## Begin RAW RECORDS
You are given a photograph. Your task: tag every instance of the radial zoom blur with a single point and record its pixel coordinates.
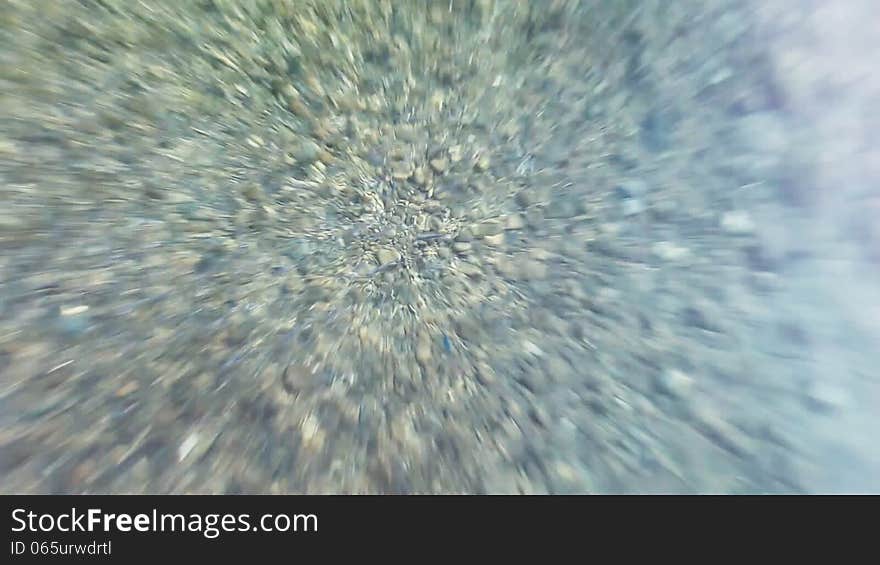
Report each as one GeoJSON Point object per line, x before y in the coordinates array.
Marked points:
{"type": "Point", "coordinates": [457, 246]}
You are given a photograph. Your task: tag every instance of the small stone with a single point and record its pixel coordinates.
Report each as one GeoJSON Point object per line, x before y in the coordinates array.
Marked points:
{"type": "Point", "coordinates": [492, 227]}
{"type": "Point", "coordinates": [524, 198]}
{"type": "Point", "coordinates": [423, 352]}
{"type": "Point", "coordinates": [387, 255]}
{"type": "Point", "coordinates": [420, 176]}
{"type": "Point", "coordinates": [828, 396]}
{"type": "Point", "coordinates": [439, 164]}
{"type": "Point", "coordinates": [668, 251]}
{"type": "Point", "coordinates": [721, 432]}
{"type": "Point", "coordinates": [482, 163]}
{"type": "Point", "coordinates": [495, 240]}
{"type": "Point", "coordinates": [466, 234]}
{"type": "Point", "coordinates": [74, 310]}
{"type": "Point", "coordinates": [631, 189]}
{"type": "Point", "coordinates": [306, 152]}
{"type": "Point", "coordinates": [632, 207]}
{"type": "Point", "coordinates": [531, 269]}
{"type": "Point", "coordinates": [675, 383]}
{"type": "Point", "coordinates": [561, 207]}
{"type": "Point", "coordinates": [737, 222]}
{"type": "Point", "coordinates": [514, 222]}
{"type": "Point", "coordinates": [127, 388]}
{"type": "Point", "coordinates": [252, 191]}
{"type": "Point", "coordinates": [187, 446]}
{"type": "Point", "coordinates": [469, 270]}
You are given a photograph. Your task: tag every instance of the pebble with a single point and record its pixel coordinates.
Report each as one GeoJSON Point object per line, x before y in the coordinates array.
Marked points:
{"type": "Point", "coordinates": [187, 446]}
{"type": "Point", "coordinates": [482, 163]}
{"type": "Point", "coordinates": [632, 207]}
{"type": "Point", "coordinates": [828, 396]}
{"type": "Point", "coordinates": [488, 228]}
{"type": "Point", "coordinates": [673, 382]}
{"type": "Point", "coordinates": [74, 310]}
{"type": "Point", "coordinates": [439, 164]}
{"type": "Point", "coordinates": [387, 255]}
{"type": "Point", "coordinates": [532, 269]}
{"type": "Point", "coordinates": [495, 240]}
{"type": "Point", "coordinates": [631, 189]}
{"type": "Point", "coordinates": [738, 222]}
{"type": "Point", "coordinates": [525, 198]}
{"type": "Point", "coordinates": [514, 222]}
{"type": "Point", "coordinates": [423, 352]}
{"type": "Point", "coordinates": [669, 251]}
{"type": "Point", "coordinates": [306, 152]}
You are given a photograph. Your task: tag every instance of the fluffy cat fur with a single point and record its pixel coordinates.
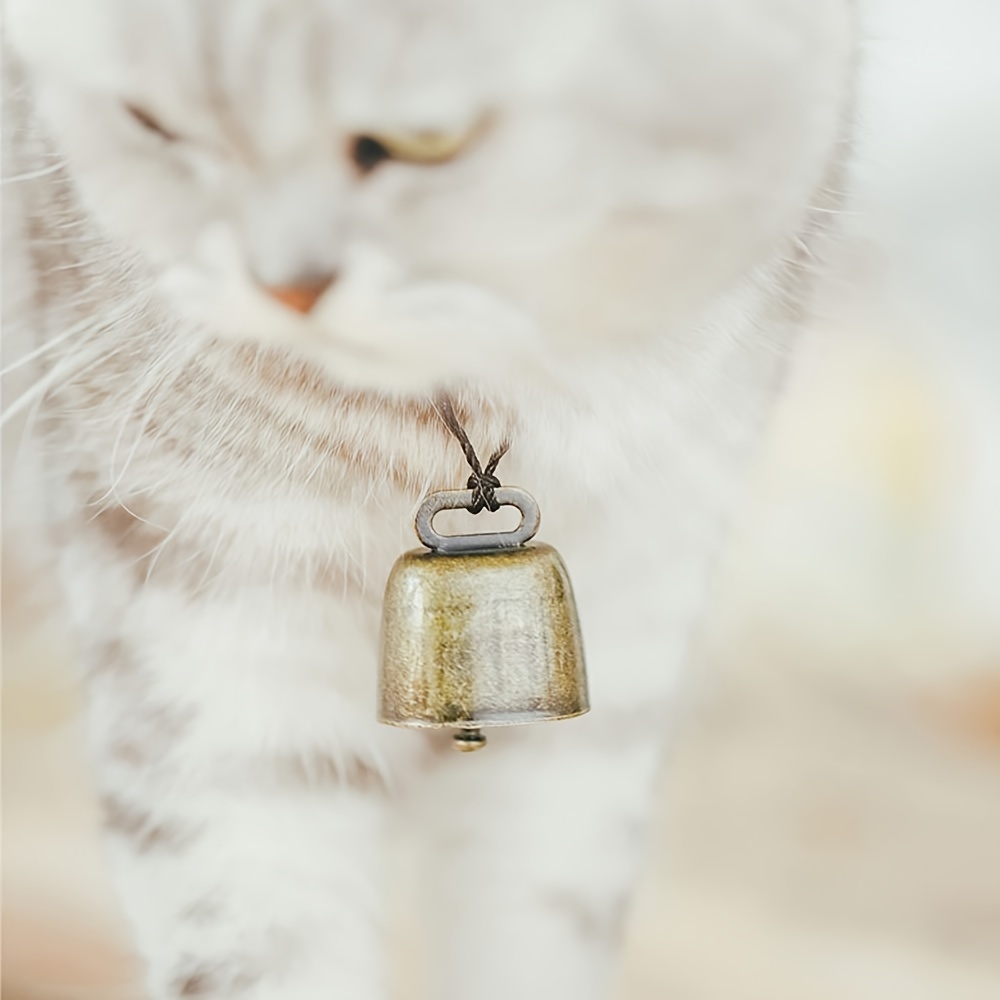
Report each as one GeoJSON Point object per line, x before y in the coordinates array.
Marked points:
{"type": "Point", "coordinates": [607, 268]}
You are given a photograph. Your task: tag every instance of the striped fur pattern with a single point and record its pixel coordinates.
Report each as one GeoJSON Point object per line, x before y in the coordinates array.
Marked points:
{"type": "Point", "coordinates": [608, 272]}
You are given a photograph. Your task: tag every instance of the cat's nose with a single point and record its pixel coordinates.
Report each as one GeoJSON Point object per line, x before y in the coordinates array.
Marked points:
{"type": "Point", "coordinates": [303, 295]}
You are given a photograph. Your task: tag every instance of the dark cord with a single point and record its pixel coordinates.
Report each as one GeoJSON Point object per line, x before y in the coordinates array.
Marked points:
{"type": "Point", "coordinates": [482, 482]}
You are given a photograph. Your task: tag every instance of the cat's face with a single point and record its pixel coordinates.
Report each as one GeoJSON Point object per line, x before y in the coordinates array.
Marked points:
{"type": "Point", "coordinates": [451, 174]}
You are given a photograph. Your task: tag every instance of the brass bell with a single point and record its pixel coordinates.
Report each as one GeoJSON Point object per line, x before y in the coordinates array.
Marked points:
{"type": "Point", "coordinates": [480, 630]}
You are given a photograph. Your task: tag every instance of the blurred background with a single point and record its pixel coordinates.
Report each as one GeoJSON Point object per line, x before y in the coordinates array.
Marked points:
{"type": "Point", "coordinates": [829, 827]}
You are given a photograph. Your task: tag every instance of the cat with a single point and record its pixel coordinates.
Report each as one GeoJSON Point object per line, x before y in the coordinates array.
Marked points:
{"type": "Point", "coordinates": [252, 240]}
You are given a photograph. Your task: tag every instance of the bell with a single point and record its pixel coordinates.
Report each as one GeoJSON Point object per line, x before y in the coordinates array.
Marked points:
{"type": "Point", "coordinates": [480, 630]}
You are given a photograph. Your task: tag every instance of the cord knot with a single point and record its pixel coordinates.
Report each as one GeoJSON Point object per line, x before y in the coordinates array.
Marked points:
{"type": "Point", "coordinates": [482, 482]}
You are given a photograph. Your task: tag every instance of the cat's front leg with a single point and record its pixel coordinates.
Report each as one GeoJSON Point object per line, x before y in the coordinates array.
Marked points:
{"type": "Point", "coordinates": [243, 795]}
{"type": "Point", "coordinates": [535, 846]}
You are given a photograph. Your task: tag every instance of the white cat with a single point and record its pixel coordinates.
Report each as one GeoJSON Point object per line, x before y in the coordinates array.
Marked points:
{"type": "Point", "coordinates": [256, 236]}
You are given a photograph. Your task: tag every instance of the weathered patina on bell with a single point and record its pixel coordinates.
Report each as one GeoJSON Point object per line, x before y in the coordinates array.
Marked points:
{"type": "Point", "coordinates": [480, 630]}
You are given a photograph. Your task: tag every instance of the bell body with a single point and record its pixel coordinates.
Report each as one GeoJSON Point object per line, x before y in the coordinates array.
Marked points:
{"type": "Point", "coordinates": [480, 638]}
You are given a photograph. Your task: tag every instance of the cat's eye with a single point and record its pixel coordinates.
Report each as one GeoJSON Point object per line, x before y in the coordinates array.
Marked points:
{"type": "Point", "coordinates": [150, 123]}
{"type": "Point", "coordinates": [422, 147]}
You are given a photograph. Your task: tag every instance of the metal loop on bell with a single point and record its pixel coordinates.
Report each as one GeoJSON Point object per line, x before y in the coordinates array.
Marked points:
{"type": "Point", "coordinates": [506, 496]}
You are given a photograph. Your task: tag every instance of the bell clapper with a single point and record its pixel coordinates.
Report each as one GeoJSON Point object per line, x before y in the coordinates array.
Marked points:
{"type": "Point", "coordinates": [467, 740]}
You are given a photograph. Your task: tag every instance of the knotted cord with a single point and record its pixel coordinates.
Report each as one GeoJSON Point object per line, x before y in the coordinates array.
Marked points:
{"type": "Point", "coordinates": [482, 482]}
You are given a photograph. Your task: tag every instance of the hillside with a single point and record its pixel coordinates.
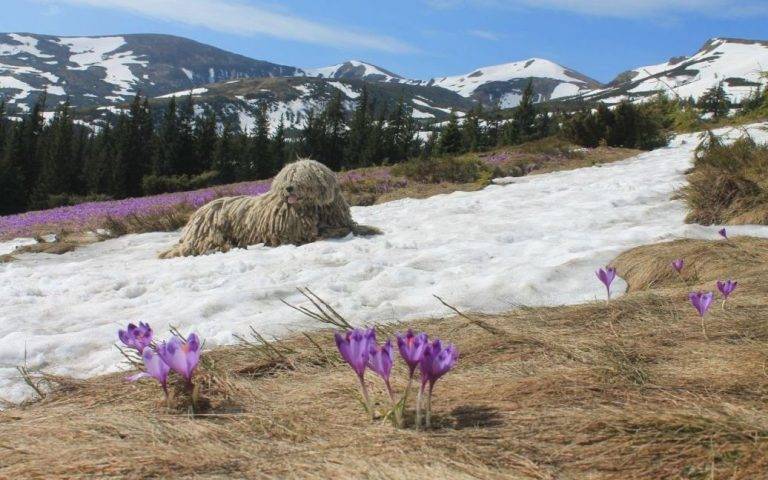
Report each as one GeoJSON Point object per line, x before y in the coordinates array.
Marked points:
{"type": "Point", "coordinates": [95, 71]}
{"type": "Point", "coordinates": [601, 211]}
{"type": "Point", "coordinates": [355, 70]}
{"type": "Point", "coordinates": [292, 98]}
{"type": "Point", "coordinates": [503, 84]}
{"type": "Point", "coordinates": [737, 63]}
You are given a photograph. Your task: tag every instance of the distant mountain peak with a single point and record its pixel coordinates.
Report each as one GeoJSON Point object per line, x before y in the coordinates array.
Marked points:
{"type": "Point", "coordinates": [354, 70]}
## End RAW RECORDS
The lines to copy run from the line containing "of the hillside" through the end of the data above; copy exactly those, minus the pictures.

You are given a photograph. Your task: tag every instance of the hillside with a single point and record its pixel coordinates.
Report each as one GeoJSON Point object per line, x before y in the coordinates array.
Marked points:
{"type": "Point", "coordinates": [95, 71]}
{"type": "Point", "coordinates": [601, 211]}
{"type": "Point", "coordinates": [355, 70]}
{"type": "Point", "coordinates": [292, 98]}
{"type": "Point", "coordinates": [503, 84]}
{"type": "Point", "coordinates": [737, 63]}
You are given a photograph. Your task: tag every instance of the distant mountain peak with a single point and record its pixel coordinates.
Report each as one GeoJSON Point object per line, x before y in the coordinates array.
Marked points:
{"type": "Point", "coordinates": [354, 70]}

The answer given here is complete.